Transcribe, word for word, every line from the one containing "The service MUST return one point per instance of the blue" through the final line of the records, and omit the pictures.
====
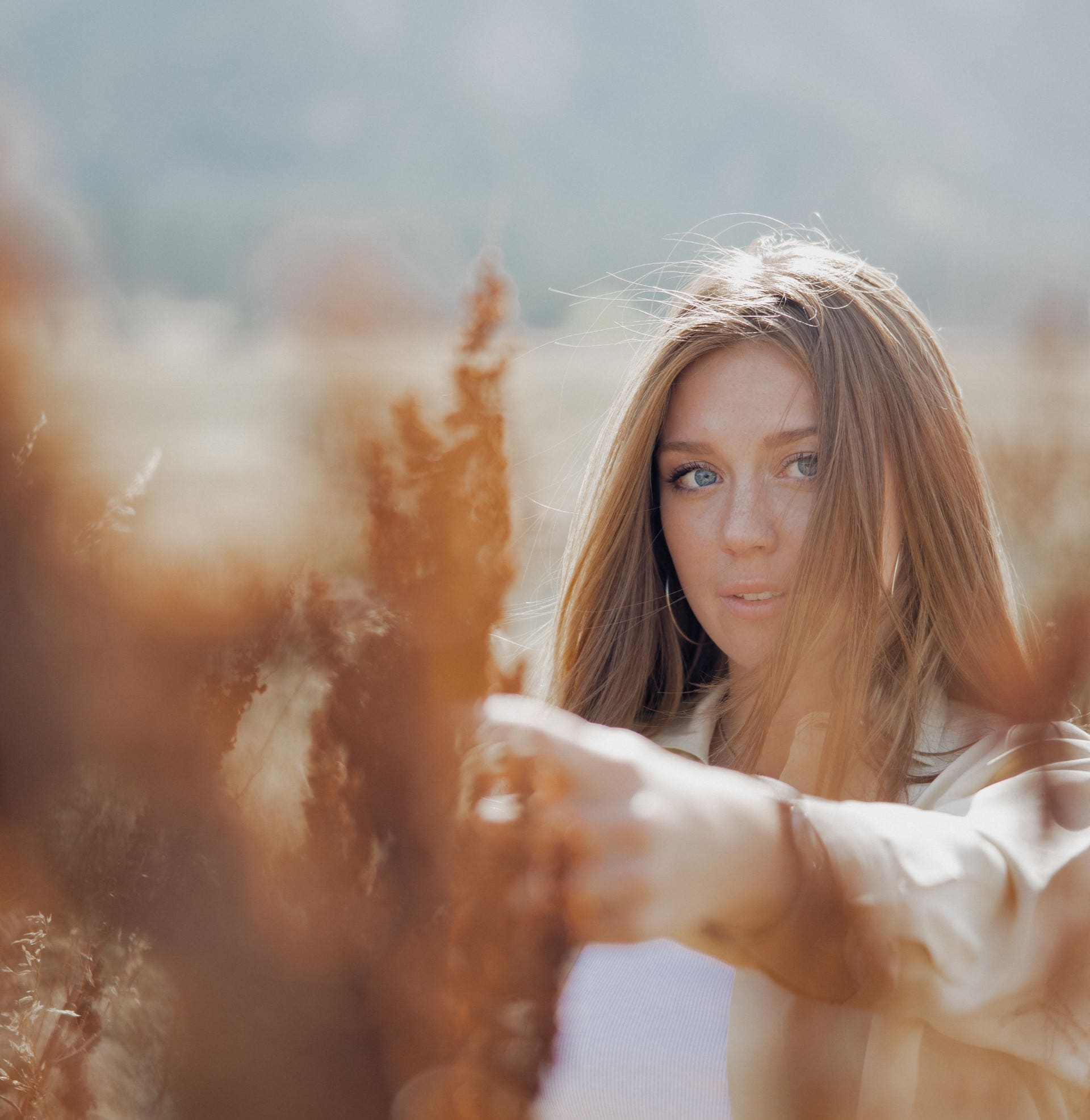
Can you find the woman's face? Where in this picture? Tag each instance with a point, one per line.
(737, 469)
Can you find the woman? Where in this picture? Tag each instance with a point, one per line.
(854, 884)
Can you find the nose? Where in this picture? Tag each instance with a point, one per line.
(748, 521)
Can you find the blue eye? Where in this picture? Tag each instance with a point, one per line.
(808, 464)
(702, 477)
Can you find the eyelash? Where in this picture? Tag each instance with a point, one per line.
(686, 467)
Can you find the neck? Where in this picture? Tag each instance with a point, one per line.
(809, 691)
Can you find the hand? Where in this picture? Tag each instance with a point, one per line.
(659, 846)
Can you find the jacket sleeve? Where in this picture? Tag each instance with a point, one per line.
(972, 915)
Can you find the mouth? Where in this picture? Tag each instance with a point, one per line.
(756, 604)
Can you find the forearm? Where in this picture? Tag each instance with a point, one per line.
(753, 870)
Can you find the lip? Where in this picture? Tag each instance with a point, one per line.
(741, 609)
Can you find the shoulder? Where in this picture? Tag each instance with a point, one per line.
(990, 749)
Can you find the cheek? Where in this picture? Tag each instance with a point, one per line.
(689, 534)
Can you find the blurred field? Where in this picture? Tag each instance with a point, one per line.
(242, 420)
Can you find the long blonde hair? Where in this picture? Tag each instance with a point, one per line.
(885, 395)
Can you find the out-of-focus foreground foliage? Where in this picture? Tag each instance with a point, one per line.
(170, 955)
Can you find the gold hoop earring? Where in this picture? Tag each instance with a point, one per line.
(681, 633)
(893, 582)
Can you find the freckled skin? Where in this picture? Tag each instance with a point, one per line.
(747, 509)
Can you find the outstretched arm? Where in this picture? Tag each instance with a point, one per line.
(970, 915)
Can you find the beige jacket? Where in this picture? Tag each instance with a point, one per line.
(937, 962)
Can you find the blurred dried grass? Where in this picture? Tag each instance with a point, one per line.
(175, 954)
(239, 876)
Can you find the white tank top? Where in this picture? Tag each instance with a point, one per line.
(642, 1035)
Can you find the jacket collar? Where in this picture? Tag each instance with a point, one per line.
(947, 726)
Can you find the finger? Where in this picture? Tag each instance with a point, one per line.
(583, 749)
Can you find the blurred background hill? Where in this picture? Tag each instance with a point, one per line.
(946, 140)
(269, 202)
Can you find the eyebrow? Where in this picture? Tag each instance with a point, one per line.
(777, 439)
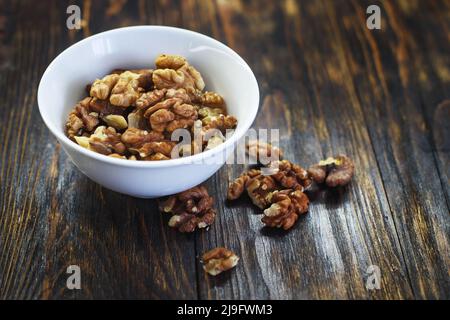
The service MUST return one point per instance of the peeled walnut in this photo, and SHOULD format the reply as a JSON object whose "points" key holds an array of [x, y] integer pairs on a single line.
{"points": [[334, 172], [101, 88], [258, 186], [136, 119], [175, 72], [104, 140], [178, 115], [259, 150], [81, 119], [237, 187], [285, 209], [135, 138], [161, 148], [170, 61], [191, 209], [148, 106], [165, 104], [213, 100], [221, 122], [180, 94], [150, 98], [218, 260], [105, 108], [126, 91], [290, 175], [116, 121]]}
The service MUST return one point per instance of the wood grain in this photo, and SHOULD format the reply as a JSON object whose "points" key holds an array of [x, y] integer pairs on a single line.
{"points": [[327, 82]]}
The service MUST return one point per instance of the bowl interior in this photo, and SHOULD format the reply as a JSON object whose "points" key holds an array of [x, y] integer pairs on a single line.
{"points": [[137, 47]]}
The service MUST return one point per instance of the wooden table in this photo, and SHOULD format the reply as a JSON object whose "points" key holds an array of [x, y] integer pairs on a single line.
{"points": [[328, 82]]}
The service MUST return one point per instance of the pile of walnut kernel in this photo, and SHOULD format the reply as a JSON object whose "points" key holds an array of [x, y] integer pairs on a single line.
{"points": [[279, 189], [131, 114]]}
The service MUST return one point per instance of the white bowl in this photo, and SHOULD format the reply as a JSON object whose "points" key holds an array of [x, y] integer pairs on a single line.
{"points": [[223, 70]]}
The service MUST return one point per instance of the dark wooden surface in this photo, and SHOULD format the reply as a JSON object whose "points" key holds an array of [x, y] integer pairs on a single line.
{"points": [[327, 81]]}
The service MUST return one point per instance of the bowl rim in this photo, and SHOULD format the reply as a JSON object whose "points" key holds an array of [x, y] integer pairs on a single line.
{"points": [[199, 158]]}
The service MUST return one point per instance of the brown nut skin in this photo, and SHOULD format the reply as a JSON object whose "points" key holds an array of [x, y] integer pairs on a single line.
{"points": [[259, 150], [219, 260], [290, 175], [109, 142], [191, 209], [150, 98], [286, 207], [81, 119], [335, 172], [135, 138], [237, 187]]}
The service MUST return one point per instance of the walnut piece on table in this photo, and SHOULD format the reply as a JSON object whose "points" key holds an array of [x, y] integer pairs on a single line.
{"points": [[190, 209], [334, 172], [219, 260], [286, 207]]}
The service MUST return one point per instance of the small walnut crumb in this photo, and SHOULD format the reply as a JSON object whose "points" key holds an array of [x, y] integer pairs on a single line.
{"points": [[218, 260], [334, 172], [191, 209], [285, 209]]}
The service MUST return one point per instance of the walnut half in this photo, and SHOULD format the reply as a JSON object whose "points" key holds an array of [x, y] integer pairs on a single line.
{"points": [[218, 260], [337, 171]]}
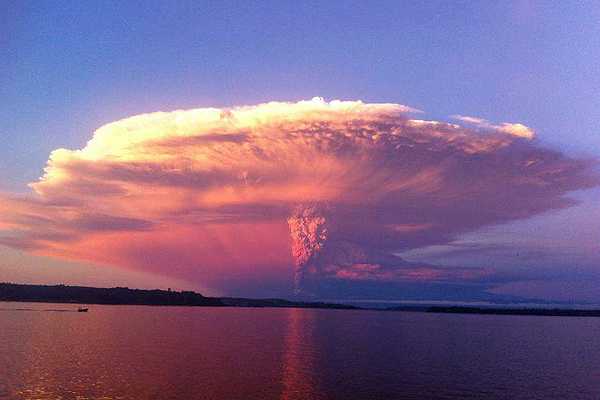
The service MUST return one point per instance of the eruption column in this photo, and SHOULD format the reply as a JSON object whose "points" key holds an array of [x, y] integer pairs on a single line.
{"points": [[308, 229]]}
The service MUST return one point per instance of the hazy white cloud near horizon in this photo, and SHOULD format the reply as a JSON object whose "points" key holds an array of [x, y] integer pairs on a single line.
{"points": [[238, 198]]}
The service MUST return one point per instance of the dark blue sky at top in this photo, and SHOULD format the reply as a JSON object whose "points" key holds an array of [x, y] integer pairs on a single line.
{"points": [[68, 67]]}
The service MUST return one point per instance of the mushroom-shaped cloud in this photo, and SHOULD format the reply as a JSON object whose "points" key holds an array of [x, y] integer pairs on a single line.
{"points": [[234, 197]]}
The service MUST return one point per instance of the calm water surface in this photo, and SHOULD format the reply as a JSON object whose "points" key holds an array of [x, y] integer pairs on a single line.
{"points": [[130, 352]]}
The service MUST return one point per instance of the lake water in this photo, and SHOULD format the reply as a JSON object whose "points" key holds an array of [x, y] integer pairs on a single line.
{"points": [[131, 352]]}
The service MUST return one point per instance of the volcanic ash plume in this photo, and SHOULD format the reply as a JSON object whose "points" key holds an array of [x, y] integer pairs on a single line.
{"points": [[308, 229]]}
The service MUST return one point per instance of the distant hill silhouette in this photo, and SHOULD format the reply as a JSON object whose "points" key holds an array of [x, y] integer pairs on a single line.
{"points": [[91, 295], [124, 296]]}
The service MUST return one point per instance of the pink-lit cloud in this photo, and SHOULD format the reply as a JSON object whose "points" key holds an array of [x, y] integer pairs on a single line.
{"points": [[332, 189]]}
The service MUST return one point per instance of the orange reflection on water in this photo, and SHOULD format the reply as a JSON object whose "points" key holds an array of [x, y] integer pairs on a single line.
{"points": [[300, 357]]}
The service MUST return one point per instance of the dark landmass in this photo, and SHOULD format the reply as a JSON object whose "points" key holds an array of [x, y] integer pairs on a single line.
{"points": [[242, 302], [551, 312], [90, 295], [126, 296]]}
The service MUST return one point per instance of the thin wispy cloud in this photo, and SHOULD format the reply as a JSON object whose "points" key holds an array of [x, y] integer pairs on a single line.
{"points": [[332, 190]]}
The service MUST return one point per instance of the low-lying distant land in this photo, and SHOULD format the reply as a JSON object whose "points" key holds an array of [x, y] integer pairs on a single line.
{"points": [[11, 292], [127, 296]]}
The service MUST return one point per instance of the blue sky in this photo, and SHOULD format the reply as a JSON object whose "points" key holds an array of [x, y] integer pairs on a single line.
{"points": [[66, 68]]}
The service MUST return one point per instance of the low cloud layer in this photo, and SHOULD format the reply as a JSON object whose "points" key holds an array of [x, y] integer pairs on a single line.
{"points": [[243, 196]]}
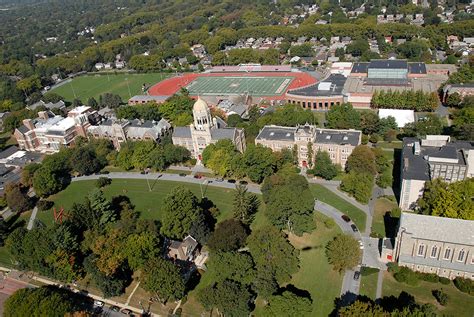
====
■ Output of the task ■
The service MUST return one point per instance of the blue sky in this photo, and SHOULD format the reply as a JSON object whose "points" key holds an array of [x, y] integer pairs on a single line.
{"points": [[66, 68]]}
The service MUST return one point per instance of the low cloud layer in this photo, and SHOULD format the reply as a JSON object whose "points" key holds an array of [x, y] integer pairs on a single line.
{"points": [[243, 196]]}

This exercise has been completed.